WHAT TO DO
Gather every line of the records below that contains the word "church", and copy each of those lines in full.

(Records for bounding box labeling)
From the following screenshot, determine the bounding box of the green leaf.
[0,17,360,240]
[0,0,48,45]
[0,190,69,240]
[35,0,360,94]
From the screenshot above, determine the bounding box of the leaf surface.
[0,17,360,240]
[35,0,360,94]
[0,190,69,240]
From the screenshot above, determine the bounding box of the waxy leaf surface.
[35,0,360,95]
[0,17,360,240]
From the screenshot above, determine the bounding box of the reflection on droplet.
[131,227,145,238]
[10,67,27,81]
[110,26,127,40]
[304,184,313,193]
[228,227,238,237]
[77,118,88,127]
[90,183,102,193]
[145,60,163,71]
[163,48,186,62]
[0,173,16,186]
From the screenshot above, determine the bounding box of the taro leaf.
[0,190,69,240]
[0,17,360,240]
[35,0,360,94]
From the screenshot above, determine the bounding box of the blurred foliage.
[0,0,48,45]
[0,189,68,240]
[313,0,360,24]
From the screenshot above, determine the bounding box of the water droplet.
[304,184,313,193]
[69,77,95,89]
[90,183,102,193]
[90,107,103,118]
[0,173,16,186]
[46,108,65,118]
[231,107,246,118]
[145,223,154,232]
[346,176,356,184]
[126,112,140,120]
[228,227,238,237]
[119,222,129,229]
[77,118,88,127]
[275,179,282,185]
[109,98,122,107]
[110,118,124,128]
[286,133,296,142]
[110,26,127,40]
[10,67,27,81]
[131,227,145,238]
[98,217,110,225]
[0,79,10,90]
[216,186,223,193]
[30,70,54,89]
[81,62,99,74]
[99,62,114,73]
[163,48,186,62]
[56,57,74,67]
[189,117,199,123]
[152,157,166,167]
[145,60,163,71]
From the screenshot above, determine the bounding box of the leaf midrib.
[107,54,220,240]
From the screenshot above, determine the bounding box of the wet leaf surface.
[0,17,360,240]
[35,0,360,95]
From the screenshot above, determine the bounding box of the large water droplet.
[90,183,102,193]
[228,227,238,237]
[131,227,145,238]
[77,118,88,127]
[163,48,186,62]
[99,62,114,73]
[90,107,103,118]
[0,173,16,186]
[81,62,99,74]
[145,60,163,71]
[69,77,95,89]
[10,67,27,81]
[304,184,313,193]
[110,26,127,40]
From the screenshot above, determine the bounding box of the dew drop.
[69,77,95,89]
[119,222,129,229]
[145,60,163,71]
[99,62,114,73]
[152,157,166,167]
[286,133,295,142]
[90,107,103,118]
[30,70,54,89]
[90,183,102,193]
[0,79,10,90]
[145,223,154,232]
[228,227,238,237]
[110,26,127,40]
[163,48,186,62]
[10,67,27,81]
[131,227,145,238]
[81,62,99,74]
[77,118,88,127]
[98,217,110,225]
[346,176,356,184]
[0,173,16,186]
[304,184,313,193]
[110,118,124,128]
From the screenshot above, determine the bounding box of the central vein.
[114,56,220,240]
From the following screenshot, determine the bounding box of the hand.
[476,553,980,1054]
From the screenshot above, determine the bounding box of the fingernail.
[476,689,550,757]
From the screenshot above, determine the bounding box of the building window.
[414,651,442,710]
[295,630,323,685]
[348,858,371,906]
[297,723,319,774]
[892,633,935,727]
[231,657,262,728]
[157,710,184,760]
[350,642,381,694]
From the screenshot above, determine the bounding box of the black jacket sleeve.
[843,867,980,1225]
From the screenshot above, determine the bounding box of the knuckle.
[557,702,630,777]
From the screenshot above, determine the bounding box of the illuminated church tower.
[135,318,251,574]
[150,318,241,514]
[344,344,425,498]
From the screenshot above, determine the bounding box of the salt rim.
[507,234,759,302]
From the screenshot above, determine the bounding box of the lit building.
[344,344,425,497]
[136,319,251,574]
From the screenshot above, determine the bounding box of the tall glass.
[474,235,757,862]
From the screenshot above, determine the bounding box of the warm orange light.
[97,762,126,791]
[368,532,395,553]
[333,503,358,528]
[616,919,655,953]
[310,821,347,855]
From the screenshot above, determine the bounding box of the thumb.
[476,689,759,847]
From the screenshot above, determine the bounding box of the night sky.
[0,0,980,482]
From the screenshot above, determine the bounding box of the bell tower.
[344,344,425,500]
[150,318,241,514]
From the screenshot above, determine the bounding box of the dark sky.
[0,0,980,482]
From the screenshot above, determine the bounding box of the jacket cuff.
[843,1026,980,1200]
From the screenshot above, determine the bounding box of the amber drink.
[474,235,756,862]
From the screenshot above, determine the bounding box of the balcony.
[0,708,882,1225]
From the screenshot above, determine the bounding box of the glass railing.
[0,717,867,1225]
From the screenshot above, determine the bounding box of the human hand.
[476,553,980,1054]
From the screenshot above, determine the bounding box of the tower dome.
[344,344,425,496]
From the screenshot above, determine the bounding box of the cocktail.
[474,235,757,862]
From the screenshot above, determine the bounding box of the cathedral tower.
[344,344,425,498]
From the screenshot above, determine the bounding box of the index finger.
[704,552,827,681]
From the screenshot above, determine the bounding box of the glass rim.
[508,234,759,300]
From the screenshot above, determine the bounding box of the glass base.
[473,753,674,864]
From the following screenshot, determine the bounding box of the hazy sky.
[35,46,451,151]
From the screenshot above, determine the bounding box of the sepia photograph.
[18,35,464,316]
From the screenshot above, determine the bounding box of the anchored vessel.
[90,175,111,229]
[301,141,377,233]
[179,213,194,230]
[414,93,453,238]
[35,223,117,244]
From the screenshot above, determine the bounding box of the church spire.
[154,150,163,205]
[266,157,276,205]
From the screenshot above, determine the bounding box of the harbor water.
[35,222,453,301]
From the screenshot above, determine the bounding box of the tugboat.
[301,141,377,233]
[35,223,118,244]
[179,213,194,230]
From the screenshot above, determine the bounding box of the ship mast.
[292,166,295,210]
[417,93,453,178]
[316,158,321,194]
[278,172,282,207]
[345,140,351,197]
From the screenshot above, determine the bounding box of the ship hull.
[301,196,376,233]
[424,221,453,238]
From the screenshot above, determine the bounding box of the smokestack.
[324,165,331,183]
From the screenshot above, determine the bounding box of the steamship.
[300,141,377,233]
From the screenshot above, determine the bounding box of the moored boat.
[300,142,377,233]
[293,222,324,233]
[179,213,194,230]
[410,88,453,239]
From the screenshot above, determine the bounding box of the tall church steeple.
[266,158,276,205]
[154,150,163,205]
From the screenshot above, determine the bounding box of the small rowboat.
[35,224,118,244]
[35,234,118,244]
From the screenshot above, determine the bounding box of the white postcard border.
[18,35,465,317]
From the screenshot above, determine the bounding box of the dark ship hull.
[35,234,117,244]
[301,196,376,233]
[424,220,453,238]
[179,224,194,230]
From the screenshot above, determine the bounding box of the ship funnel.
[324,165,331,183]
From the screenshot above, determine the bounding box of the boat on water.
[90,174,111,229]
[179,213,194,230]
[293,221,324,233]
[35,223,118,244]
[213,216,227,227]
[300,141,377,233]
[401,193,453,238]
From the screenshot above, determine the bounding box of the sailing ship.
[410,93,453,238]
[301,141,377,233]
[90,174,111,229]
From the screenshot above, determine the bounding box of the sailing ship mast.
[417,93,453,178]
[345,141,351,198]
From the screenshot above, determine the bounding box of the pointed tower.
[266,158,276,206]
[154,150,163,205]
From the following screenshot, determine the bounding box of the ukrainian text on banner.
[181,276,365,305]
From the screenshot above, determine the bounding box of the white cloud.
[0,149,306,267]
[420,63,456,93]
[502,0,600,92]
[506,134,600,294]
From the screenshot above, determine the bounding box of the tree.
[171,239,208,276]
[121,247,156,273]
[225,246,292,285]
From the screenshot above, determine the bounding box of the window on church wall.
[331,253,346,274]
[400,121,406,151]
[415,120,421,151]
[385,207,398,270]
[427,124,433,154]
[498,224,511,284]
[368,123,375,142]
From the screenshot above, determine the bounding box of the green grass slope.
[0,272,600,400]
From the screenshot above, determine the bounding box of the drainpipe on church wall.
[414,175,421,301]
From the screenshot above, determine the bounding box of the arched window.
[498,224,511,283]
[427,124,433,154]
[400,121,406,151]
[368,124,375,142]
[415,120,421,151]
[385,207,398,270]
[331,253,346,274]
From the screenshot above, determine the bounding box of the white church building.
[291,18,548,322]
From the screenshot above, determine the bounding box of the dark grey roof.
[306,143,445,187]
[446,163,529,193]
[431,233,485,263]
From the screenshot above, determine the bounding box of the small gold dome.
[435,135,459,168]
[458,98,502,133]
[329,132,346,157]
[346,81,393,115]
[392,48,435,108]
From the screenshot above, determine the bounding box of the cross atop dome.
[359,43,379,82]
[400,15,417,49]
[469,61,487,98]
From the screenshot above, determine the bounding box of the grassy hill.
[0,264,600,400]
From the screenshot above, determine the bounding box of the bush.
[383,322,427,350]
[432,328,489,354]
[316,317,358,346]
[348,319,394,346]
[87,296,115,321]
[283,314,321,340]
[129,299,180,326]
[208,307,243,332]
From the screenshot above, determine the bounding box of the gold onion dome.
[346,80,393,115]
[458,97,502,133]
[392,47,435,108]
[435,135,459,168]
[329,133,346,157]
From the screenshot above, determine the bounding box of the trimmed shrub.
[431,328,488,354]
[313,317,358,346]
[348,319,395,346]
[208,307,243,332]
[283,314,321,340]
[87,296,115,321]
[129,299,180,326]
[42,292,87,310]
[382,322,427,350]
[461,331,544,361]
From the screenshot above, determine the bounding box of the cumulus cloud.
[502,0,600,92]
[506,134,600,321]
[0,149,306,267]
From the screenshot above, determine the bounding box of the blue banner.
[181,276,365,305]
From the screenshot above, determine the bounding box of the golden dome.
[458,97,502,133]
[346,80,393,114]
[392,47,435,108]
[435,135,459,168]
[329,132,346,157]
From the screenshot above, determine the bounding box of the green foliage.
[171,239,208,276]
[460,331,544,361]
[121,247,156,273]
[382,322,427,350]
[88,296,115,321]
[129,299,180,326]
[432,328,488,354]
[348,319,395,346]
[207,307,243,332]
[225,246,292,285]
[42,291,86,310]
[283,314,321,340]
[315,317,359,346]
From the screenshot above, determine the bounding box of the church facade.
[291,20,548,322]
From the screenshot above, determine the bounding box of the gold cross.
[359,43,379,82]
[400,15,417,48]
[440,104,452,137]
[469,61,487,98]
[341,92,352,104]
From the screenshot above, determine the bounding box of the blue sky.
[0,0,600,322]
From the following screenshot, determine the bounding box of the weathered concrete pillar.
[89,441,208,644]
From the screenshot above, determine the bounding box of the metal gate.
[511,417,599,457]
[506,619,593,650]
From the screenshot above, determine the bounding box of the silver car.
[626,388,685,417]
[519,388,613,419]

EXERCISE ANSWER
From the screenshot above, determine the bounding box of the illuminated church tower.
From the screenshot above, determine the bounding box of the church spire.
From the screenshot above, determine the bounding box of the tall church steeple.
From the screenshot above, determine the bounding box of the window on church wall.
From the screenshot above, determine the bounding box of the drainpipe on church wall.
From the screenshot above, determine the bounding box of the white church building.
From the screenshot above, determine the bounding box of the church facade.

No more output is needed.